What the task requires:
Print every entry below exactly, leaving out the pictures.

Information supplied:
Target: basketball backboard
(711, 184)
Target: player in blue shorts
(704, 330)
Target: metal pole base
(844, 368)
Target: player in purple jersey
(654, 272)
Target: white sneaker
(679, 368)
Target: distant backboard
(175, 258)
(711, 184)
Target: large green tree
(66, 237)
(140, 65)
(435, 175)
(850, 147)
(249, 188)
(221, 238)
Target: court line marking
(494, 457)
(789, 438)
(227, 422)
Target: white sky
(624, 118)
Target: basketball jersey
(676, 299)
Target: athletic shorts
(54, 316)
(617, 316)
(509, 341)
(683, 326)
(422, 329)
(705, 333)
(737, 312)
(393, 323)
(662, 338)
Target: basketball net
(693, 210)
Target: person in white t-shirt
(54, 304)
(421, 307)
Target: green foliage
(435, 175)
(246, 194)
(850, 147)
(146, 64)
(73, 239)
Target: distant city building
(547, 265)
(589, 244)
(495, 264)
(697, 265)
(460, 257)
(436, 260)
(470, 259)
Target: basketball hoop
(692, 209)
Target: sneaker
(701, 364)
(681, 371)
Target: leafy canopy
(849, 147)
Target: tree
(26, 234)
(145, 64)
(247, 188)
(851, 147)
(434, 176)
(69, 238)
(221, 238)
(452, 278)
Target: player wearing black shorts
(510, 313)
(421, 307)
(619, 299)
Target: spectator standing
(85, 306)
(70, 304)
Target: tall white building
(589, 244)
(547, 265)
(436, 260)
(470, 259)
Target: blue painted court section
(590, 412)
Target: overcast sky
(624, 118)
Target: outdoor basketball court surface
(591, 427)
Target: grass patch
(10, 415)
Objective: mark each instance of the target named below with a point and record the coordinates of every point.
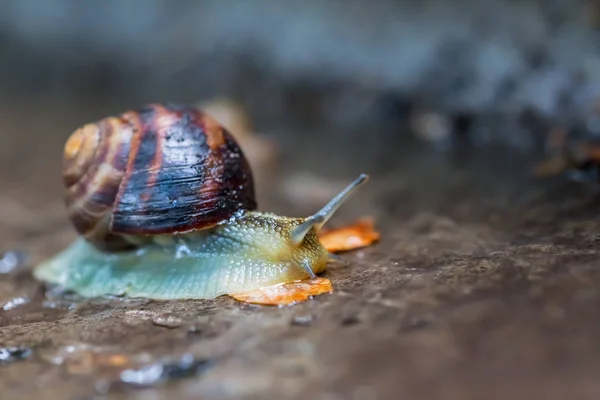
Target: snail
(163, 201)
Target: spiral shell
(162, 169)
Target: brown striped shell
(163, 169)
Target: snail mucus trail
(212, 242)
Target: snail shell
(162, 169)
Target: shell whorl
(157, 170)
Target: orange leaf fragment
(286, 293)
(360, 234)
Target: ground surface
(485, 285)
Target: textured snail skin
(248, 251)
(163, 200)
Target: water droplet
(10, 354)
(12, 260)
(152, 374)
(304, 319)
(15, 302)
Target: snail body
(163, 201)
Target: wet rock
(11, 354)
(169, 321)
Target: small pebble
(167, 321)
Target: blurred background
(324, 90)
(312, 73)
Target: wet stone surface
(485, 285)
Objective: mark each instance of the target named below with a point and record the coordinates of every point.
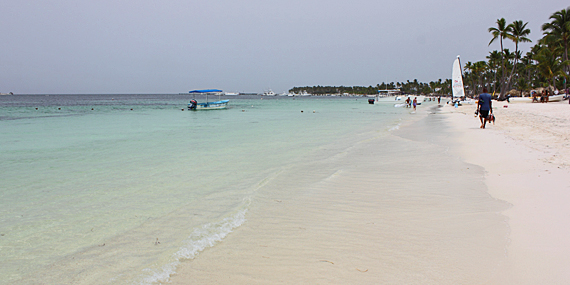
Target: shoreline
(391, 211)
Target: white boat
(216, 105)
(457, 86)
(457, 79)
(269, 93)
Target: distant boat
(457, 80)
(194, 105)
(269, 93)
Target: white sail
(457, 80)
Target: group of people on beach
(409, 103)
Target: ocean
(121, 189)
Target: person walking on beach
(484, 107)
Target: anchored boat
(220, 104)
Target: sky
(173, 46)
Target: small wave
(394, 128)
(201, 238)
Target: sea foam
(201, 238)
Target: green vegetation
(546, 64)
(409, 87)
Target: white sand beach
(492, 210)
(527, 163)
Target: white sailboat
(457, 79)
(457, 85)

Solution to this exercise:
Target: basketball backboard
(711, 184)
Target: player in blue shorts
(704, 330)
Target: metal pole base
(844, 368)
Target: player in purple jersey
(654, 272)
Target: white sneaker
(679, 368)
Target: distant backboard
(175, 258)
(711, 184)
Target: large green tree
(66, 237)
(140, 65)
(435, 175)
(850, 147)
(249, 188)
(221, 238)
Target: court line marking
(494, 457)
(789, 438)
(227, 422)
Target: white sky
(624, 118)
Target: basketball jersey
(676, 299)
Target: athletic shorts
(54, 316)
(617, 316)
(509, 341)
(683, 326)
(422, 329)
(705, 333)
(737, 312)
(393, 323)
(662, 338)
Target: basketball net
(693, 210)
Target: person in white t-shirt
(54, 304)
(421, 307)
Target: green foliage
(435, 175)
(246, 194)
(850, 147)
(146, 64)
(73, 239)
Target: distant city building
(547, 265)
(589, 244)
(495, 264)
(697, 265)
(460, 257)
(436, 260)
(470, 259)
Target: basketball hoop
(692, 209)
Target: sneaker
(701, 364)
(681, 371)
Target: leafy canopy
(849, 147)
Target: tree
(26, 234)
(145, 64)
(247, 188)
(851, 147)
(434, 176)
(69, 238)
(221, 238)
(452, 278)
Target: player wearing black shorts
(510, 313)
(421, 307)
(619, 299)
Target: spectator standing
(85, 306)
(70, 304)
Target: tall white building
(589, 244)
(547, 265)
(436, 260)
(470, 259)
Target: blue painted court section
(590, 412)
Target: overcast sky
(624, 118)
Target: outdoor basketball court surface
(591, 427)
Target: grass patch
(10, 415)
Objective: mark each instance of the target named below with a point and record the coordinates of every point.
Target: snail
(163, 201)
Target: spiral shell
(162, 169)
Target: brown striped shell
(163, 169)
Target: snail mucus trail
(212, 242)
Target: snail shell
(162, 169)
Target: shell whorl
(157, 170)
Target: orange leaf fragment
(286, 293)
(360, 234)
Target: ground surface
(485, 285)
Target: textured snail skin
(248, 251)
(163, 200)
Target: water droplet
(10, 354)
(12, 260)
(152, 374)
(304, 319)
(15, 302)
Target: snail body
(163, 201)
Target: wet rock
(11, 354)
(169, 321)
Target: small pebble
(167, 321)
Target: blurred background
(324, 90)
(312, 73)
Target: wet stone surface
(485, 285)
Objective: mark each instance of the target named below with a point and record the coordinates of every point.
Target: shoreline
(391, 211)
Target: white boat
(216, 105)
(457, 86)
(457, 79)
(269, 93)
Target: distant boat
(457, 80)
(194, 105)
(269, 93)
Target: white sail
(457, 80)
Target: group of people on beach
(409, 103)
Target: ocean
(121, 189)
Target: person walking on beach
(484, 107)
Target: anchored boat
(220, 104)
Target: sky
(173, 46)
Target: small wave
(394, 128)
(201, 238)
Target: sea foam
(201, 238)
Target: green vegetation
(546, 64)
(409, 87)
Target: white sand beach
(492, 210)
(527, 163)
Target: white sailboat
(457, 79)
(457, 85)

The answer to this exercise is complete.